__Required work__. Shift every answer coordinate up by 50 in the rows running from the line holding "Exercise. Point out the blurred" through the last row, both ends included. Write out only those lines, with the request lines left unchanged.

__Dataset__.
____

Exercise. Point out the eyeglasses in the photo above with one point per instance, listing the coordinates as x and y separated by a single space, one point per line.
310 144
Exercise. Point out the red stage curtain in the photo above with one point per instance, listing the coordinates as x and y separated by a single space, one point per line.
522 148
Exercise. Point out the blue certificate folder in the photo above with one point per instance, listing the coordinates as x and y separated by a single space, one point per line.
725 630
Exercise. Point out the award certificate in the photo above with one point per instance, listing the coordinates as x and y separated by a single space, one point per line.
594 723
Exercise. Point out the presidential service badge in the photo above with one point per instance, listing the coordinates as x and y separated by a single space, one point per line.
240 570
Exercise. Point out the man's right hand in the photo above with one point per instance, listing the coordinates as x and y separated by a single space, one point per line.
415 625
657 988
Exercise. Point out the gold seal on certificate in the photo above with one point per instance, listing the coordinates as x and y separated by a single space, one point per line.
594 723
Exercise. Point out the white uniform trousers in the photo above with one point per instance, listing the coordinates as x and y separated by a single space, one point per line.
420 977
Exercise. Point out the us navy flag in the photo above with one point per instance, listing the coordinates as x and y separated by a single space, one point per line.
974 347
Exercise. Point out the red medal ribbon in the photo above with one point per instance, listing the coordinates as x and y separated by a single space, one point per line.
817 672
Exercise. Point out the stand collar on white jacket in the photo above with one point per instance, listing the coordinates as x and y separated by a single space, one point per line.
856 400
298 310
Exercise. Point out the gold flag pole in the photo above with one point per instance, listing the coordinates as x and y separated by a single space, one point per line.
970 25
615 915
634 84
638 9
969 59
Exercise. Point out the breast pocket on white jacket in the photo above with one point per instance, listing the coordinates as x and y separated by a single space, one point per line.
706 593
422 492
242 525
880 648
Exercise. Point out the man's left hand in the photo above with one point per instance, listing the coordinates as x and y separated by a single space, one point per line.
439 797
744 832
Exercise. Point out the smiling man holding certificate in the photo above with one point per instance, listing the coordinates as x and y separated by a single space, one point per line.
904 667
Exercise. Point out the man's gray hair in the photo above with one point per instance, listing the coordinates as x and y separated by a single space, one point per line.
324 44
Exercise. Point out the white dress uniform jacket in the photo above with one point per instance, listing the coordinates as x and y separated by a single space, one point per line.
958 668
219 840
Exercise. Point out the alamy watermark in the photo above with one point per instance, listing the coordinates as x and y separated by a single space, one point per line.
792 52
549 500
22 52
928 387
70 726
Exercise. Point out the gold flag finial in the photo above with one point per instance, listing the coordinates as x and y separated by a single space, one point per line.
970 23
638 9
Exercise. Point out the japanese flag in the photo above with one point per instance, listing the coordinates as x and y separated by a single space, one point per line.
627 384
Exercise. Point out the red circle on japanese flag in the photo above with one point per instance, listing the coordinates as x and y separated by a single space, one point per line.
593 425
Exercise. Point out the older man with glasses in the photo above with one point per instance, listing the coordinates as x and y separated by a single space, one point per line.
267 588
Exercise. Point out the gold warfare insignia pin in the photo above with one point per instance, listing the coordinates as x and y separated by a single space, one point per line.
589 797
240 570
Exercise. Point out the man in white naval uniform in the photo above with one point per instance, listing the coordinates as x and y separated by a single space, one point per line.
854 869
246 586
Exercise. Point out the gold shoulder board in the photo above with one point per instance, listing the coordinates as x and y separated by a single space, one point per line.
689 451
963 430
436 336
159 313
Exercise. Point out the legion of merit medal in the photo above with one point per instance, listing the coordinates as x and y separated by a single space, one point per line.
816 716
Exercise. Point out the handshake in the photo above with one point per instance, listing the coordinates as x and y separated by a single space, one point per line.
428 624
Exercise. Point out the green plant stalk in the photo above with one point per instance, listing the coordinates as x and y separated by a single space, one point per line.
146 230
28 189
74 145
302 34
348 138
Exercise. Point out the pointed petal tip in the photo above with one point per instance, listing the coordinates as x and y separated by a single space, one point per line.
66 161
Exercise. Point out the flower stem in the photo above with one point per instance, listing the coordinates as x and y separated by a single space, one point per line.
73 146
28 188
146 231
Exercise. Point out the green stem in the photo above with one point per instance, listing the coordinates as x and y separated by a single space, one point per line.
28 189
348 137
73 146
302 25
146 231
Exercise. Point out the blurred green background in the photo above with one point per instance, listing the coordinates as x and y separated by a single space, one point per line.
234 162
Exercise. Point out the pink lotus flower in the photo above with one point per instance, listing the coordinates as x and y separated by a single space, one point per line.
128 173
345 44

____

__Exercise solution__.
Exercise. Point out the blurred green background in the photo above with one point per instance, listing the coordinates as x and y separated by a single space, one point per line.
284 212
Exercise. Point out the pink lotus flower in the photo above with one point per instance, listing the coordinates as x and y separated by a single space, one point per line.
178 223
395 94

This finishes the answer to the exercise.